• Exercise passage:
———

“I Am Still A Man”
Tomisha Lovely Allen
Oil on Canvas | 36″ x 48″ | $3,200
“I Am Still A Man” has positively challenged my ability to communicate my opinions on social issues artistically. My opportunity to create is a gift from God that I don’t take lightly. I understand the privilege and responsibility to use my authentic voice without violating my values. I have always seen my work as an opportunity to encourage viewers to connect with the humanity of other people, who express the same types of emotion as themselves.
Having the opportunity to participate in the “Momentum” Exhibition helped me dig deeper than just connecting people to humanity but also communicate in my work my perspective of the injustices I continue to see against black people.
In this work, one sees in the foreground a man wearing a cut off T-shirt that states “I Am A Man.” The background is composed of a crowd of black men adorned in what today would be considered their “Sunday’s Best,” standing in protest holding signs stating “I Am A Man” as well. Further in the distance one can see a sign from the Lorraine Motel which is located in Memphis, TN. The Marque states “I Have A Dream-MLK.” The original photo selected in collaboration with this painting is a historic civil rights photo from 1968 of a young man wearing a black suit. He is holding a sign stating the same sentiment, “I Am A Man.” His expression is stern and his stance is unwavering.

———

• Data extracts:
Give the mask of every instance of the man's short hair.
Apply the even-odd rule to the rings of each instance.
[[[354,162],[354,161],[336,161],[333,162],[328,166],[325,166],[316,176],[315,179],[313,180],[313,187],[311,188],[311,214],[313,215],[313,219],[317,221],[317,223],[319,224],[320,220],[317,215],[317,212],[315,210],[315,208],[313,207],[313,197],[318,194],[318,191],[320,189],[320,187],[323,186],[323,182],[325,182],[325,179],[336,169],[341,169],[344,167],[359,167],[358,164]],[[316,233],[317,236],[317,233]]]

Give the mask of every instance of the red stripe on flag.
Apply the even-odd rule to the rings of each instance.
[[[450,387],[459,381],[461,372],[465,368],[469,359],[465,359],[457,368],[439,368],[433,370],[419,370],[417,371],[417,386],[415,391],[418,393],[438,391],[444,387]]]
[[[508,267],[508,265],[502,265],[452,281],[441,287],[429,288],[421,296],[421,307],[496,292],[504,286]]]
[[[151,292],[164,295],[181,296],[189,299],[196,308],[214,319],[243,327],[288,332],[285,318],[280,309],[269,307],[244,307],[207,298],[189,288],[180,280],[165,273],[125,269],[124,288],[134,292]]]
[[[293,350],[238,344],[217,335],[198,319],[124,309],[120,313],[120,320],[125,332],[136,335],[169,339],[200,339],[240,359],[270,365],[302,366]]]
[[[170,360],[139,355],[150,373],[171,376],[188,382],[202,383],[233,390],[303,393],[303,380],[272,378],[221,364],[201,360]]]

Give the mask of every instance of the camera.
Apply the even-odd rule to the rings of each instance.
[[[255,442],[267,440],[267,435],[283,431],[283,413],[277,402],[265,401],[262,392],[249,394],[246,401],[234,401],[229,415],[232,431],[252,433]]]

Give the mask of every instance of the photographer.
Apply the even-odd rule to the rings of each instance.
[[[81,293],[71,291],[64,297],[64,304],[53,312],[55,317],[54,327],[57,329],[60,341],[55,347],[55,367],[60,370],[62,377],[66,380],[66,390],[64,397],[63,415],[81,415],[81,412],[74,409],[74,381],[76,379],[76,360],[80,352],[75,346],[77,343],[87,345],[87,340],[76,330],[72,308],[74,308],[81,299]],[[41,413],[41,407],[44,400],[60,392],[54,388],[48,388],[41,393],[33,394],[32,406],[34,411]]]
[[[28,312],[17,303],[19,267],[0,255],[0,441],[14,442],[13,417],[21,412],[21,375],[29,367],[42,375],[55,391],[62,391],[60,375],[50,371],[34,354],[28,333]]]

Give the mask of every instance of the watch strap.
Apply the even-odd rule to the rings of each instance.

———

• About this exercise: In the text on the painting "I Am Still A Man," what year is the historic civil rights photo that was selected in collaboration with the painting?

• Exercise result: 1968